立憲主義が問われた年――2015年の終わりに
2015年12月28日

北海道新聞2015年11月5日付

11月5日、札幌で北海道新聞社の社内勉強会(非公開)の講師をやった。そこに向かう電車のなかで『北海道新聞』を開くと、総合面の連載初日の記事に目がいった。見出しは「立憲主義か非立憲主義か――新たな対立軸出現」。勉強会でこの記事と見出しを取り上げてほめると、司会の局デスク(編集局次長)が「私がその見出しをつけました」といったので、なるほどと思った。この見出しは、安全保障関連法をめぐる国会審議を通じて鮮明になってきた議論の軸を明確にあらわしている。この夏、国会前のSEALDsのコールでも、「立憲主義ってなんだ?」が叫ばれた。でも、「立憲主義はコレだ」というコールが、少なくとも上記の「モデル」に存在しなかったことは象徴的である(現場ではやっていたという声あり)。

## 課題の要件
立憲主義を論じた抜粋の最後の文に続けて、その先を書き延ばすこと。

## データ記録

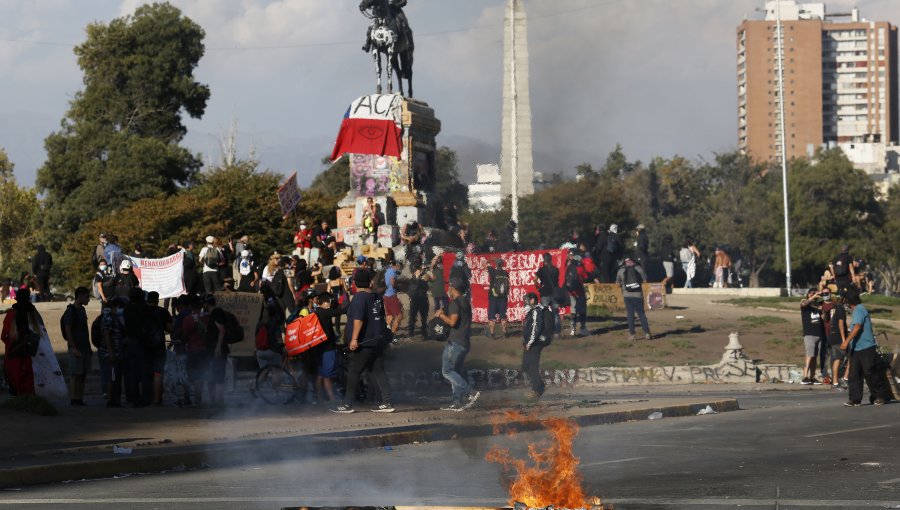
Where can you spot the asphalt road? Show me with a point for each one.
(784, 450)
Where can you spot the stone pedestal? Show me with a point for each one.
(403, 187)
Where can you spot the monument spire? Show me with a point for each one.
(515, 149)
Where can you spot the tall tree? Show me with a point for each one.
(119, 140)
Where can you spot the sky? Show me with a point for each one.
(656, 76)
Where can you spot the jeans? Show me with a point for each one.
(635, 306)
(452, 368)
(531, 365)
(373, 361)
(862, 368)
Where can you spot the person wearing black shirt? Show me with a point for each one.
(813, 334)
(368, 332)
(459, 317)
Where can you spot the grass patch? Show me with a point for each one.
(33, 404)
(683, 344)
(762, 320)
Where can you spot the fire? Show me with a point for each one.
(553, 477)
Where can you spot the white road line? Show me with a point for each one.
(874, 427)
(613, 461)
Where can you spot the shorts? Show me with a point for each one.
(811, 344)
(392, 306)
(80, 366)
(217, 369)
(837, 353)
(328, 363)
(159, 363)
(198, 366)
(497, 306)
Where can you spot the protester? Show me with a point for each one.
(537, 334)
(392, 306)
(813, 334)
(21, 332)
(459, 317)
(862, 345)
(631, 278)
(498, 296)
(211, 258)
(368, 337)
(77, 335)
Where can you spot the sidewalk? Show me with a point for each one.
(79, 443)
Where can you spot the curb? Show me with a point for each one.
(329, 443)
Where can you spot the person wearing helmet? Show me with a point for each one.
(248, 276)
(125, 281)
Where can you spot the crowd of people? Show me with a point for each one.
(838, 336)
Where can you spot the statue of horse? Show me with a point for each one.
(389, 34)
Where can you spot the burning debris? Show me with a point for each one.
(552, 480)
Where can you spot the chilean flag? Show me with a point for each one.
(371, 126)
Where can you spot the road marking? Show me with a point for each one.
(613, 461)
(874, 427)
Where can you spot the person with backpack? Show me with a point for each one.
(459, 317)
(75, 331)
(537, 333)
(575, 278)
(610, 255)
(211, 258)
(498, 295)
(368, 337)
(631, 278)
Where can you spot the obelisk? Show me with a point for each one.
(515, 147)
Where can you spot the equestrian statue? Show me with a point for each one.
(389, 33)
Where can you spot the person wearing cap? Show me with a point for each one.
(367, 336)
(459, 317)
(813, 334)
(392, 306)
(631, 277)
(610, 255)
(843, 269)
(211, 258)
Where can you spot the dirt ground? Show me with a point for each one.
(693, 330)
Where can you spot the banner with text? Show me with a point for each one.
(521, 267)
(165, 275)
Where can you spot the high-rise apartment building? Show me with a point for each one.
(840, 81)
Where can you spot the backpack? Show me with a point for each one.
(234, 333)
(211, 259)
(500, 285)
(244, 267)
(633, 280)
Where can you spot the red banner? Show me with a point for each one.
(521, 267)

## 記述回答
磯崎の法的安定性関係ない写真

立憲主義は、戦後の日本国憲法のもとで必ずしも自明ではなかった。学校教育でも、民主主義や平和主義については教えられていても、教科書で立憲主義について触れられるようになったのはここ10年くらいのものである(直言「『あたらしい憲法のはなし』からの卒業――立憲主義の定着に向けて(2)」の付記参照)。首相補佐官をやった人物がツイッターで、「学生時代の憲法講義では聴いたことがありません。昔からある学説なのでしょうか」とつぶやいて顰蹙をかった。この人物は「考えないといけないのは、我が国を守るために必要な措置かどうかで、法的安定性は関係ない」とも発言した(『朝日新聞』2015年7月27日付)。子分がこのざまだから、安倍首相自身の憲法観、立憲主義理解は、「〔憲法は〕国家権力を縛るものだという考え方はあるが、それはかつて王権が絶対権力を持っていた時代の主流的な考え方であって、今まさに憲法というのは、日本という国の形、そして理由と未来を語るものではないか」(2014年2月3日衆院予算委)というお寒いもの。近代立憲主義の理解がまったくできていない。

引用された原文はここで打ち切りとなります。